- _EXERCISE BRIEF_:
Within the entries underneath, how many lines include the string "dorsal"? State only the number.

- _EXTRACTED RECORDS_:
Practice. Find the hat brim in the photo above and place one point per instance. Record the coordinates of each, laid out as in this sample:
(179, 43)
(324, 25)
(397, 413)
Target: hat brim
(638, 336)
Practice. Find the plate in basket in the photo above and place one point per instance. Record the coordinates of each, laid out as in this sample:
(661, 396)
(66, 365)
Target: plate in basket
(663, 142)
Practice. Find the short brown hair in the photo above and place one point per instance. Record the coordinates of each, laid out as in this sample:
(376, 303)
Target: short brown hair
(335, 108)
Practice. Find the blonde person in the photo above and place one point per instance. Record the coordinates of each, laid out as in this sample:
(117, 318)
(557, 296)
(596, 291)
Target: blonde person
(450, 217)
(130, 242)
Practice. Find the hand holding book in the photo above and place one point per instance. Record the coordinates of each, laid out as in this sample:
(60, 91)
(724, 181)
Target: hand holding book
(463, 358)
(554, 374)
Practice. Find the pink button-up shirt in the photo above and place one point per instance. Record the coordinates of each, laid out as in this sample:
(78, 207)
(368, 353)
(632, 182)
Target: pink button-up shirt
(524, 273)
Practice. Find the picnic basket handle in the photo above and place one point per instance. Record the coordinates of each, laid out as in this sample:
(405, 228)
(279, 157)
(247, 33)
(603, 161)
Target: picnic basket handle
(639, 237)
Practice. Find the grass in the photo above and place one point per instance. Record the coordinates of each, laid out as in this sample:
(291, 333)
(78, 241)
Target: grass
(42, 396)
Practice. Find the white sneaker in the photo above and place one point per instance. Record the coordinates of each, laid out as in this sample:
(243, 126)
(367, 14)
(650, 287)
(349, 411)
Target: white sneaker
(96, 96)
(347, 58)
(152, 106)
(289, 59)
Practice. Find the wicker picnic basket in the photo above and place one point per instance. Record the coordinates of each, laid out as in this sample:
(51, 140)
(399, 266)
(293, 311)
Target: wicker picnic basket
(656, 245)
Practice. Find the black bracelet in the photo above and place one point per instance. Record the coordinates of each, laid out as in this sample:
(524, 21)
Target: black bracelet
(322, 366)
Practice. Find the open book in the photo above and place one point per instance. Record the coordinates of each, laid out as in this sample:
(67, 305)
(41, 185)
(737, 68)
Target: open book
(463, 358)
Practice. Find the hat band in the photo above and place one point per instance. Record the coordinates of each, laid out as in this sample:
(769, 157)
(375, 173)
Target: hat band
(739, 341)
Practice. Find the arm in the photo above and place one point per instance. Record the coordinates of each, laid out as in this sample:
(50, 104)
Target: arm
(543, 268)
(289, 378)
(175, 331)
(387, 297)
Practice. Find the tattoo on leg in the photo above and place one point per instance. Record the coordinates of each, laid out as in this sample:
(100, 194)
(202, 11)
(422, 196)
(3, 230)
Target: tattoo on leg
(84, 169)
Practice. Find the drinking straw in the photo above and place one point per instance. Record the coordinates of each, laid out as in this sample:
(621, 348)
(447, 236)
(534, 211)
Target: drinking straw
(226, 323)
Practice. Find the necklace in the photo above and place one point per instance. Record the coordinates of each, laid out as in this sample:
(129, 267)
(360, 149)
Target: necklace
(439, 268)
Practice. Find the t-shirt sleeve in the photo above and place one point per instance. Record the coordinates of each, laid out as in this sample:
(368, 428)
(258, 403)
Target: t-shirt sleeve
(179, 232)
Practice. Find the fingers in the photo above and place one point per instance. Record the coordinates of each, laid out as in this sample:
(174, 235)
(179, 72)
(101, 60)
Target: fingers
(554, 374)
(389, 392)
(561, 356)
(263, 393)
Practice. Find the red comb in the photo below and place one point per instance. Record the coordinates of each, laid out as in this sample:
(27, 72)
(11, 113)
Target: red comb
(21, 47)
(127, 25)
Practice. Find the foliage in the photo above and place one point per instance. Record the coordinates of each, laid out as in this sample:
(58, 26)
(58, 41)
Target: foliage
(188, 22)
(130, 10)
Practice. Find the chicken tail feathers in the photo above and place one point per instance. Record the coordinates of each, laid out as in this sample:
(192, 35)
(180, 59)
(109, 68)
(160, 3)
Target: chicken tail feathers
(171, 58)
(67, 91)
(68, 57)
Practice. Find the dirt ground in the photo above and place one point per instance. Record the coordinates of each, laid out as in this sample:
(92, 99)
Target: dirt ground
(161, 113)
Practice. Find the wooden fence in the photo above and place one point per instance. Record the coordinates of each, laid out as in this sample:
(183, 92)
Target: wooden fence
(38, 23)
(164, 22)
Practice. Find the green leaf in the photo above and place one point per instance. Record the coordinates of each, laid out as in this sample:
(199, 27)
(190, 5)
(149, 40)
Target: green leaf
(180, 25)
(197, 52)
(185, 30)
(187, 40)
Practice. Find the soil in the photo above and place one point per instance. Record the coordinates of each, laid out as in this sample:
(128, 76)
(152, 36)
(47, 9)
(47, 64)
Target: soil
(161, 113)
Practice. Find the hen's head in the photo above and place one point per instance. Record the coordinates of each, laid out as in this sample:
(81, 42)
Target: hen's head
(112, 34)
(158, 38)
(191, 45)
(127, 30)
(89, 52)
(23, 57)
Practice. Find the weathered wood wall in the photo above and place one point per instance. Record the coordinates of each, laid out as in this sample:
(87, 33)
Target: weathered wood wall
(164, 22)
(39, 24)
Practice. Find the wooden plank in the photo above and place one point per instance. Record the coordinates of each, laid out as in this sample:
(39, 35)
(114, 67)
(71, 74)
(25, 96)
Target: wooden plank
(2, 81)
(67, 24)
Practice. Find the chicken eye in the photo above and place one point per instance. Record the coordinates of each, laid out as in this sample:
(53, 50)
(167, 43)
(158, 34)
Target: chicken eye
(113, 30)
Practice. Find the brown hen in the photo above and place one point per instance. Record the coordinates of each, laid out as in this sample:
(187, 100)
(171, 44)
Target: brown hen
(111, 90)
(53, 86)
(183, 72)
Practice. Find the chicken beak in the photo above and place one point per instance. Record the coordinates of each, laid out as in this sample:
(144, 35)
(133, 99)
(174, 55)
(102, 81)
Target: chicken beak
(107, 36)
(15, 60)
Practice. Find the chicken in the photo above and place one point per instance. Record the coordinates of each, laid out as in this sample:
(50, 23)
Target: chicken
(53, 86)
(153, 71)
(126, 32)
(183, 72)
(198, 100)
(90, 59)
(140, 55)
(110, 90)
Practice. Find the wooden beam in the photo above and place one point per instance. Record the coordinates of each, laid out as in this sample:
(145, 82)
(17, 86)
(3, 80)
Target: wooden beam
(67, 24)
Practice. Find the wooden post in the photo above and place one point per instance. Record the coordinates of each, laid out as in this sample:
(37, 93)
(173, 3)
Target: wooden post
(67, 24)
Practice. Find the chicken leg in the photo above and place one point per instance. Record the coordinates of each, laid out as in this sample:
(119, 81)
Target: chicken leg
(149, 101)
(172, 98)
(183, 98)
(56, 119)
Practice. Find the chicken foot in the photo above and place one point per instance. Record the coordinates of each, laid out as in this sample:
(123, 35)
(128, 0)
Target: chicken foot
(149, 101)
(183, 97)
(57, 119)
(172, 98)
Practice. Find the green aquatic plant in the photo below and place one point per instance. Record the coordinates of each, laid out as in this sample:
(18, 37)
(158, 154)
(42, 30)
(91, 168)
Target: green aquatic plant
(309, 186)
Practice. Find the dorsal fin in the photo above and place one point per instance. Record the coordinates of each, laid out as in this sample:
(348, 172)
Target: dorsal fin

- _EXERCISE ANSWER_:
2